## Task objective
Write out each line of the entries exactly, starting at the first and finishing with the line that contains "Target: lab coat lapel".

---------- Supplied entries

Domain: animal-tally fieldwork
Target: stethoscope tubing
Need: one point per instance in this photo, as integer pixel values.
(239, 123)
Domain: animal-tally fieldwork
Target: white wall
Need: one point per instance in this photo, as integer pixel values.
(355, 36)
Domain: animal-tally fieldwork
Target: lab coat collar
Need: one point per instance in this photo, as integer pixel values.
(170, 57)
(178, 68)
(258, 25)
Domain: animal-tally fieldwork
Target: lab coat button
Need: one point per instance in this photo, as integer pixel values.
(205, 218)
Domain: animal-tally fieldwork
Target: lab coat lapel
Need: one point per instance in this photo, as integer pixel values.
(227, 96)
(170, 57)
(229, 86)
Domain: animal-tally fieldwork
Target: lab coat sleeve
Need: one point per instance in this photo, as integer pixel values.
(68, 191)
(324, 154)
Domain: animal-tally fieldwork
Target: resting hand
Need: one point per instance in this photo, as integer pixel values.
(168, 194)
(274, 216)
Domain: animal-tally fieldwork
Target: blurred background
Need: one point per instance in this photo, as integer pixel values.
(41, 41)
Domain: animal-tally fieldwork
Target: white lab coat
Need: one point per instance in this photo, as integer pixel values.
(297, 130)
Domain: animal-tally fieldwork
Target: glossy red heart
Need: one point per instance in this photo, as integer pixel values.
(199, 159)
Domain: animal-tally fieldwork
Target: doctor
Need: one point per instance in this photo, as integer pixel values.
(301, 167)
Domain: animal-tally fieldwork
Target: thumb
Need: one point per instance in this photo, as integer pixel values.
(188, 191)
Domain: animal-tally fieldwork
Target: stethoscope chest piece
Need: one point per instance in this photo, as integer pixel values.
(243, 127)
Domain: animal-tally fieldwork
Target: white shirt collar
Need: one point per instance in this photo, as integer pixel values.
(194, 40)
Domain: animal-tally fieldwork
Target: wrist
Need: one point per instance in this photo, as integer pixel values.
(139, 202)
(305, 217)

--------------------

## Written reply
Domain: animal-tally fieldwork
Target: stethoscope tubing
Need: one point per instance in this photo, as integer pixel values.
(239, 123)
Domain: animal-tally fieldwork
Target: white wall
Need: one point per instance in this photo, as integer pixel values.
(355, 36)
Domain: animal-tally fieldwork
Target: lab coat collar
Need: one point per instance in this photo, as integer pixel values.
(170, 57)
(178, 68)
(258, 25)
Domain: animal-tally fieldwork
Target: lab coat button
Need: one point per instance in this photo, as integer pixel values.
(205, 218)
Domain: animal-tally fieldwork
Target: lab coat lapel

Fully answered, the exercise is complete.